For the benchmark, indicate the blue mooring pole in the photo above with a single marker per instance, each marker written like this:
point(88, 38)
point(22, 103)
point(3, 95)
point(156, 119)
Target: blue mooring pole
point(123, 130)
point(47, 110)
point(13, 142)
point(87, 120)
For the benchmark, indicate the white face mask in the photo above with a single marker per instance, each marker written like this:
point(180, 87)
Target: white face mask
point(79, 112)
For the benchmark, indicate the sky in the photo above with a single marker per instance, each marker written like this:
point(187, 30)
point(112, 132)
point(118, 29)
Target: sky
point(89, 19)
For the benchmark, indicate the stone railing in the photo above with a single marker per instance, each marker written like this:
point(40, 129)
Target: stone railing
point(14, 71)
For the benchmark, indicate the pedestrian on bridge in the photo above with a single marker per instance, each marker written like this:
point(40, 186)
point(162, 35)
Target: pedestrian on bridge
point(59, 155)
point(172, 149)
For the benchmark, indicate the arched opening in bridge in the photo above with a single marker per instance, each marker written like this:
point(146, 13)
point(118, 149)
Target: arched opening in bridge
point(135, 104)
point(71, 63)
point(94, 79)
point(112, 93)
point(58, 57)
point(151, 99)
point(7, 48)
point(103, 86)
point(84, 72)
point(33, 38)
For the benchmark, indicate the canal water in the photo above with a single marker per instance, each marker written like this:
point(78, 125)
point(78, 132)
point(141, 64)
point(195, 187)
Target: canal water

--------------------------------

- **Task details**: Retype the material above line for line, without changing a single character.

- **Result below**:
For the benchmark, indicate the blue mooring pole in the photo above with a single marker per instance, each marker written like this:
point(88, 38)
point(22, 103)
point(3, 95)
point(156, 119)
Target: blue mooring pole
point(123, 130)
point(47, 110)
point(13, 142)
point(87, 120)
For the benchmark, indicate the white face mask in the photo above with a single marker per instance, each marker written like this:
point(180, 87)
Target: white face mask
point(79, 112)
For the benchmark, indicate the sky in the photo above with a single marker per instance, each marker written like this:
point(187, 30)
point(112, 132)
point(118, 29)
Target: sky
point(89, 19)
For the benchmark, indicate the stone railing in the photo above with a single marker per instance, each marker written like this:
point(40, 129)
Target: stone railing
point(14, 71)
For the benchmark, indicate the pedestrian on bridge in the photo above with a single marker per instance, each marker written like this:
point(40, 186)
point(162, 35)
Target: pedestrian on bridge
point(59, 155)
point(172, 149)
For the benchmark, indicate the arched opening in bridge in the photo above with a single marker per instance, each marker written like this:
point(146, 13)
point(118, 149)
Target: arched opening in bridge
point(135, 104)
point(71, 63)
point(94, 79)
point(112, 93)
point(58, 57)
point(151, 99)
point(7, 48)
point(103, 86)
point(84, 72)
point(33, 38)
For the benchmark, indicate the canal water in the photo above with a single marker per instance, each marker written like this:
point(78, 125)
point(78, 132)
point(141, 64)
point(195, 187)
Target: canal water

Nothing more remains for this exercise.